Stated exercise:
Could you rewrite the lines from the line with "Task: Where can the water" to the line with "x=130, y=317", putting "pasture" wherever "meadow" appears and leaving everything else unchanged? Return only those lines.

(Items from a data source)
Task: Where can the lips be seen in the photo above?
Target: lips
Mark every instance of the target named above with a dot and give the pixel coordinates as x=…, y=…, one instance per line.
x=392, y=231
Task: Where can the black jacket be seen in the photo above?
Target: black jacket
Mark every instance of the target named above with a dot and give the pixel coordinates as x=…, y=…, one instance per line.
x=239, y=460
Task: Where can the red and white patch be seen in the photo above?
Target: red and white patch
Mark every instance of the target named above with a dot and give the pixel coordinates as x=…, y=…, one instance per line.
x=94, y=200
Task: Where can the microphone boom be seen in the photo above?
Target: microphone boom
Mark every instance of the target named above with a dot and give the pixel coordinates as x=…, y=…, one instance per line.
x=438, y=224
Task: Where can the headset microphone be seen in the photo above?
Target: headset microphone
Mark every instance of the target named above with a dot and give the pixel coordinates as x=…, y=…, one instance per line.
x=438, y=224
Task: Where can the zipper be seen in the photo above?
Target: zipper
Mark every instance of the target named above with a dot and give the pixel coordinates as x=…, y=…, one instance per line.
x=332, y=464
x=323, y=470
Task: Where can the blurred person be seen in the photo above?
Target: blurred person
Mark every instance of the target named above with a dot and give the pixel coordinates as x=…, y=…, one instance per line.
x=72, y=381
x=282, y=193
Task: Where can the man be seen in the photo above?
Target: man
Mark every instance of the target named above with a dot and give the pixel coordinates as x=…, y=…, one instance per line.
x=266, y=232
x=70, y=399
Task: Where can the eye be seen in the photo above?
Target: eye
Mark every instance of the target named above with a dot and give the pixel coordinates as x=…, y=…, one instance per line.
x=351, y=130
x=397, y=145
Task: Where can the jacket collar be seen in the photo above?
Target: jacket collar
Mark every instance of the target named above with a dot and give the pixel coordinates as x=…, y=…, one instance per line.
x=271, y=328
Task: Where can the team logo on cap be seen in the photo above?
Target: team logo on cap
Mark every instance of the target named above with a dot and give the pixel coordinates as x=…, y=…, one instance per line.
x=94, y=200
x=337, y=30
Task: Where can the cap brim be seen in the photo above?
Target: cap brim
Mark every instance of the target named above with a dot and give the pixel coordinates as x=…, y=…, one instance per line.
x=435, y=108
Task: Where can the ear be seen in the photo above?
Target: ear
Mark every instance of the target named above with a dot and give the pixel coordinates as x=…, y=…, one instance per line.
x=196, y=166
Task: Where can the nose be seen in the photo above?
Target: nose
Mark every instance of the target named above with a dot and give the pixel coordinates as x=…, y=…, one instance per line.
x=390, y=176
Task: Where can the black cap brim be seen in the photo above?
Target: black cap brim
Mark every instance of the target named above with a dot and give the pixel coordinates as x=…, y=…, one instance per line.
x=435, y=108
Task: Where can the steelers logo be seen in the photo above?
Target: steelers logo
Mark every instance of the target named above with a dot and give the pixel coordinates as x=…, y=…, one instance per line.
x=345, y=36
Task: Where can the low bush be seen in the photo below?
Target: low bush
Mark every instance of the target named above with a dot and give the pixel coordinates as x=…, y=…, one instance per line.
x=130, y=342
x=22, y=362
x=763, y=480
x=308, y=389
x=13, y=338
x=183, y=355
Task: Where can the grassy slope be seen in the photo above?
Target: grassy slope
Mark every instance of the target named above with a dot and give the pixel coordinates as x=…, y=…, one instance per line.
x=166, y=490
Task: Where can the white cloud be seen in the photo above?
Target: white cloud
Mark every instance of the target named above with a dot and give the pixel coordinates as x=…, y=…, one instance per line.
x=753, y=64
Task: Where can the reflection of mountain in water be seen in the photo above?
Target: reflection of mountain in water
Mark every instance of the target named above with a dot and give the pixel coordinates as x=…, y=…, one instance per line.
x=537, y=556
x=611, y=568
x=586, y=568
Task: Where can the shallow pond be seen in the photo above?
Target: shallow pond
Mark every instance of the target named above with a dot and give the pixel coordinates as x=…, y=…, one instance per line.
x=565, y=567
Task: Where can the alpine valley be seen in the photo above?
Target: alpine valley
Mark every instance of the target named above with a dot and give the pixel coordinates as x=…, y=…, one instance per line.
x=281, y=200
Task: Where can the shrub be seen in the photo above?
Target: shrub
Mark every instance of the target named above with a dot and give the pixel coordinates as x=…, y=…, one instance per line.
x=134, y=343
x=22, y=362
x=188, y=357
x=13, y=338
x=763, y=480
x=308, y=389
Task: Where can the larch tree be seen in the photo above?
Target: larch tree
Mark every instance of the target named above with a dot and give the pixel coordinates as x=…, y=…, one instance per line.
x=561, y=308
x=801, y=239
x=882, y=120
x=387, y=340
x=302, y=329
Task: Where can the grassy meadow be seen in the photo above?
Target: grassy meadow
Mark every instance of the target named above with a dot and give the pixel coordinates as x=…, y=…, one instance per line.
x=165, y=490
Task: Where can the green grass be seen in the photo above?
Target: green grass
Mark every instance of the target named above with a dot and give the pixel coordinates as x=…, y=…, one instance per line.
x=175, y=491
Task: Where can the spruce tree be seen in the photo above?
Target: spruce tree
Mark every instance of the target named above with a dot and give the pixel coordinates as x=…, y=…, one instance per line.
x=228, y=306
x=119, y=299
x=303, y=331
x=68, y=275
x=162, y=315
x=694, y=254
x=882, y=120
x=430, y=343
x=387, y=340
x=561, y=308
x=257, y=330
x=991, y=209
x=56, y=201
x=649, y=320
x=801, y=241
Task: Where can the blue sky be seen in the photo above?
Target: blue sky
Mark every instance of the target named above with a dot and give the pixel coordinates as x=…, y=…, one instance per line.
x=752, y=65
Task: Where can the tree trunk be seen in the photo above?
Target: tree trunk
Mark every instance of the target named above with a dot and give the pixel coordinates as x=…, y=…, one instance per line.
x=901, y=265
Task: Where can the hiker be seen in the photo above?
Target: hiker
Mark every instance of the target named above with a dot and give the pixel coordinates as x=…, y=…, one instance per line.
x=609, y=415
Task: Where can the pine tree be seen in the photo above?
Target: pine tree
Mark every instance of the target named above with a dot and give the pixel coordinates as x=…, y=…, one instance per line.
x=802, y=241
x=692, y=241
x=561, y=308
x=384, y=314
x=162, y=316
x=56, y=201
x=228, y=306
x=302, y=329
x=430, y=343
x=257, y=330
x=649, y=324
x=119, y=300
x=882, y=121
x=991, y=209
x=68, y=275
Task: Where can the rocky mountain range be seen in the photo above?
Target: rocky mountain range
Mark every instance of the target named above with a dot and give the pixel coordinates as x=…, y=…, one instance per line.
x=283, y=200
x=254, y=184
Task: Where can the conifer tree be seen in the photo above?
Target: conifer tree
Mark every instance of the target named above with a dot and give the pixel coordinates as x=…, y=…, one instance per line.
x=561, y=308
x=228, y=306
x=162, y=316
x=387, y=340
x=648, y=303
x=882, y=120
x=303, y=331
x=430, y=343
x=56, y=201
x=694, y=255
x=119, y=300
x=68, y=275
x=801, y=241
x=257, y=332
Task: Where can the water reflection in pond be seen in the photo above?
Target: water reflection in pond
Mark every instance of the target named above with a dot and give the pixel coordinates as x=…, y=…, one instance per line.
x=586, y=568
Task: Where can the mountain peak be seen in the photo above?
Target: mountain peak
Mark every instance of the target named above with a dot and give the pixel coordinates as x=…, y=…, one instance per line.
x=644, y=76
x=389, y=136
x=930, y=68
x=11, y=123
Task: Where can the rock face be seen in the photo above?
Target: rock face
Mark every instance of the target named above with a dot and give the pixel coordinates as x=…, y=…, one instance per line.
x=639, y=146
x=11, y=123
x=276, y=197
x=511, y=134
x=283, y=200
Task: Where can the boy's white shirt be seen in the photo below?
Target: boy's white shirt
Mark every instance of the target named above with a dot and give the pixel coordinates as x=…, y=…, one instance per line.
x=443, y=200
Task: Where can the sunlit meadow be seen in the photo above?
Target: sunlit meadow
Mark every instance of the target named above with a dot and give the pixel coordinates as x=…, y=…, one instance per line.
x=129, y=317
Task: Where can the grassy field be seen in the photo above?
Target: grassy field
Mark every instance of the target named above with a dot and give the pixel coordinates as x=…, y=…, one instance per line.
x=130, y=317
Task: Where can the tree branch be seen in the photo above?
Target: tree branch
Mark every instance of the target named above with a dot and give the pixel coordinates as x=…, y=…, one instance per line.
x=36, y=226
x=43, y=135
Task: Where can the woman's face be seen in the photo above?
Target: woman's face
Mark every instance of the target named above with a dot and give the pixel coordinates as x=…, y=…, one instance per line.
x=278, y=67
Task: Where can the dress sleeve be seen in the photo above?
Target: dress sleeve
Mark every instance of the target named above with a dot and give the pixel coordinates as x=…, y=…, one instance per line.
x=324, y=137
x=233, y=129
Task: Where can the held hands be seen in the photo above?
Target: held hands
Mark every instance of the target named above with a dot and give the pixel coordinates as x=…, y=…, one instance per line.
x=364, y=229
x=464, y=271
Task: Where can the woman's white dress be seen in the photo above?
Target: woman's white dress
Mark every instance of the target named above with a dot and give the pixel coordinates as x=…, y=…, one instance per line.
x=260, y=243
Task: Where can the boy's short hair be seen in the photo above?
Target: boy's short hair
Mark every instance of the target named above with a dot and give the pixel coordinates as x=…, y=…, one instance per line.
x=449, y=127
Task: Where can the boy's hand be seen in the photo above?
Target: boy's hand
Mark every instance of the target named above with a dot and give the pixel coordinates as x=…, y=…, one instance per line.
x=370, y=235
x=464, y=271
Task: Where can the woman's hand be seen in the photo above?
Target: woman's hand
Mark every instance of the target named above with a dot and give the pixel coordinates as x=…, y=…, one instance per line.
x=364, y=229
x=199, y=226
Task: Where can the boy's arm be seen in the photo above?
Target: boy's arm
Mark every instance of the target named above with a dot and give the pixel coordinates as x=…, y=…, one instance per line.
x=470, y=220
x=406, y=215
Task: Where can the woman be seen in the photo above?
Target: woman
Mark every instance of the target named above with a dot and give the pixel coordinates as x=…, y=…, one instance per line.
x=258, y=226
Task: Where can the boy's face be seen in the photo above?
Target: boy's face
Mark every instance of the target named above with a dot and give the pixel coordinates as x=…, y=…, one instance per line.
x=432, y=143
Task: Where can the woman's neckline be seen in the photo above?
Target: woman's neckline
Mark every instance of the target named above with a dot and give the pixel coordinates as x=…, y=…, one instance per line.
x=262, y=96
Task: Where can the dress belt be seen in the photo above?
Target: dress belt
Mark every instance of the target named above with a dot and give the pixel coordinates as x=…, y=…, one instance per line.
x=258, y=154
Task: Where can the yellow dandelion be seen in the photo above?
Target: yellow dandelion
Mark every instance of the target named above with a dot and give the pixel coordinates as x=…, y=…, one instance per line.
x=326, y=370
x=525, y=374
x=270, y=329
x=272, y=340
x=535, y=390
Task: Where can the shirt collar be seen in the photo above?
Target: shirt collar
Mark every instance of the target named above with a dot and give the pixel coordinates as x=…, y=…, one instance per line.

Result:
Task: Where can the water reflection in pond be seen in the photo above?
Target: water reflection in pond
Mark every instance of the target named above with a dot and give the pixel coordinates as x=…, y=…, one instance per line.
x=586, y=568
Task: Where can the mountain peak be seen in the photo above?
Target: mountain peak
Mark every instance of the target named above with a dot and give the pixel coordinates as x=…, y=…, one instance per line.
x=644, y=76
x=389, y=136
x=930, y=68
x=11, y=123
Task: Where can the rock face be seen in the photo above?
Target: rock face
Mark every instance of the target named above with a dot and give the pixel coordinates as x=…, y=…, one instance per line.
x=639, y=146
x=11, y=123
x=276, y=197
x=511, y=134
x=283, y=200
Task: Where can the boy's white shirt be seen in the photo below?
Target: boy's white shirt
Mark every instance of the target named above with a dot and give the pixel coordinates as x=…, y=…, one instance per line.
x=443, y=200
Task: Where can the sunlit pasture be seen in the photo above?
Target: sunlit pasture
Mark every instance of the target named above with a dot and give the pixel coordinates as x=…, y=…, one instance per line.
x=129, y=317
Task: Where can the grassy field be seen in the photo above?
Target: grassy field
Mark every instance of the target named above with a dot and give the pixel coordinates as x=…, y=…, one instance per line.
x=130, y=317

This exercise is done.